Which lines in the entries below contain the word "every"? Copy each of those lines and leave out the rest.
>> start Material
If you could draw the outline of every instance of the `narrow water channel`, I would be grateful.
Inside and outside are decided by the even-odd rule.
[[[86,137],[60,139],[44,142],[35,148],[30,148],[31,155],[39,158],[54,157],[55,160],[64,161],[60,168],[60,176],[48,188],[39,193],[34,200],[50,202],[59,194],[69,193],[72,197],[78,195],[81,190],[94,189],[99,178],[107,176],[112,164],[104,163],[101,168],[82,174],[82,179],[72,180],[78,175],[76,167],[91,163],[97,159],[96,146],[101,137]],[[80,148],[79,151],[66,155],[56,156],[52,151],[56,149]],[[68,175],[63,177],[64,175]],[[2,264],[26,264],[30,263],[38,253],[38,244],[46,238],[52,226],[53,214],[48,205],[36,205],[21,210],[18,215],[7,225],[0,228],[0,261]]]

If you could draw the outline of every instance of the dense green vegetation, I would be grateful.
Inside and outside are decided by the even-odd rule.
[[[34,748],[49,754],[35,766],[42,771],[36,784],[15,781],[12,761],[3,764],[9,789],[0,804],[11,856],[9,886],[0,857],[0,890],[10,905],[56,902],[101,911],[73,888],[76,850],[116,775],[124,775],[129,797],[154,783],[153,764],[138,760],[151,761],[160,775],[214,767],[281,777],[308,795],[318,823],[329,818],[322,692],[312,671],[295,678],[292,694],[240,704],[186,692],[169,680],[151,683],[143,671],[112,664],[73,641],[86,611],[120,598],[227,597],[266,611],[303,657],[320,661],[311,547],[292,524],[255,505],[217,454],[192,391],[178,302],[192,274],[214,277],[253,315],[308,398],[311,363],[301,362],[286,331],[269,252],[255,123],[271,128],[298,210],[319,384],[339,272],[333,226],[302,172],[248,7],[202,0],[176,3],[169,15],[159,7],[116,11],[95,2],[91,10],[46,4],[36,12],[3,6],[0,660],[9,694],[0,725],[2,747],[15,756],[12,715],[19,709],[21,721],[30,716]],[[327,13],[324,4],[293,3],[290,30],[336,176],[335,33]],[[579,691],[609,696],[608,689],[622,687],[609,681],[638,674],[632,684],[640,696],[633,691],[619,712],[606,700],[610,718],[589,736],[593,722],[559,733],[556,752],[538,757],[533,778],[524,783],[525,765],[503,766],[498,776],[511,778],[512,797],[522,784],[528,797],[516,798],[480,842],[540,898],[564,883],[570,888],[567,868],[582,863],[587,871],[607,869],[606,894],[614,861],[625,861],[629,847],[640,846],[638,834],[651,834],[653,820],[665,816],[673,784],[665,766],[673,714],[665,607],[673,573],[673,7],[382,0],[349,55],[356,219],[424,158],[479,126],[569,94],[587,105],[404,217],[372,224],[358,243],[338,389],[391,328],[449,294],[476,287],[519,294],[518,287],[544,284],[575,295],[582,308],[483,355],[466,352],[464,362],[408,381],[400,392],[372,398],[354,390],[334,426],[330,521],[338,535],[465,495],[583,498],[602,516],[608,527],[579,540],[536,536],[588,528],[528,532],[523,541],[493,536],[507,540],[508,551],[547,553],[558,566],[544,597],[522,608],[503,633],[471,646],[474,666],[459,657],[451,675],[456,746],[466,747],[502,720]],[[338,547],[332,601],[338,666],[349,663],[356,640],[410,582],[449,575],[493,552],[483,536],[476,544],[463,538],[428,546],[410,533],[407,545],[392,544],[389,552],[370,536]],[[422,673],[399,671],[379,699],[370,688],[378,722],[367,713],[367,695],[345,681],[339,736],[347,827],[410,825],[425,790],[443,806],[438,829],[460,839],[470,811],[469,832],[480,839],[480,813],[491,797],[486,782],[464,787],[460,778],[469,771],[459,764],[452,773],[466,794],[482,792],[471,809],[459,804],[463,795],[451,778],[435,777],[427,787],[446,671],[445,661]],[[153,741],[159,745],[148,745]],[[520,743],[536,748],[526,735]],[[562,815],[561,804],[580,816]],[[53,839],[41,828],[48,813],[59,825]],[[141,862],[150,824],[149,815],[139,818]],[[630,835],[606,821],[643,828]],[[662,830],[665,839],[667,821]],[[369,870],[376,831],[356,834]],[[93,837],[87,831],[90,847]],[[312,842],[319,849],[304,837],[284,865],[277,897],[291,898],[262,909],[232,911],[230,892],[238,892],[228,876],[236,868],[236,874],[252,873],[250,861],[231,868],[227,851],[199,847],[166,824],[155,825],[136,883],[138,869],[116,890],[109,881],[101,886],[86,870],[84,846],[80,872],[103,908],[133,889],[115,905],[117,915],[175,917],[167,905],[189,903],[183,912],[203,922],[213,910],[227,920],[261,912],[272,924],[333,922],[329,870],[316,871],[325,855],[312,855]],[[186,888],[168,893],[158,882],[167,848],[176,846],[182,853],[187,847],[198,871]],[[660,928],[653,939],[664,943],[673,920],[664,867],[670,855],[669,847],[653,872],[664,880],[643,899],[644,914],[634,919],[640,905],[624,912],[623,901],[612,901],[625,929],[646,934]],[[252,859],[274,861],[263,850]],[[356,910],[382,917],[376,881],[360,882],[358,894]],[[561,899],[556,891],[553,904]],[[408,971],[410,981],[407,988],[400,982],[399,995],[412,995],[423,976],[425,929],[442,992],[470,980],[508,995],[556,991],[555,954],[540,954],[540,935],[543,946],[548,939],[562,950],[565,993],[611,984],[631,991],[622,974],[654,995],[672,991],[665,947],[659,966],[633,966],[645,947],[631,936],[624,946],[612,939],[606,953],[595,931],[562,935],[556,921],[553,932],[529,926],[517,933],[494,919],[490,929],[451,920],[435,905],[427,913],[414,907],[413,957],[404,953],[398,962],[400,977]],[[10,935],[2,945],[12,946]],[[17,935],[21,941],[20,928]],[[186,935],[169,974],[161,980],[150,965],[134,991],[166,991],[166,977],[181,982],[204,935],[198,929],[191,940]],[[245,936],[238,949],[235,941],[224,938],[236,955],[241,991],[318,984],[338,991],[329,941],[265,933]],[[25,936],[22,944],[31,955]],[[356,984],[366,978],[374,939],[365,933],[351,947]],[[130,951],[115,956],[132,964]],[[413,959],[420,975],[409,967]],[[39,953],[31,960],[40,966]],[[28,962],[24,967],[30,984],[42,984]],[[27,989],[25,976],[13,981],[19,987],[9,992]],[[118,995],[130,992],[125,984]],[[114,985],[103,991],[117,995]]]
>> end Material
--- Response to the task ---
If you could draw the outline of every instance of the `narrow water channel`, I would be grateful.
If you could draw the outline of every instance of the dense green vegetation, I would be grateful.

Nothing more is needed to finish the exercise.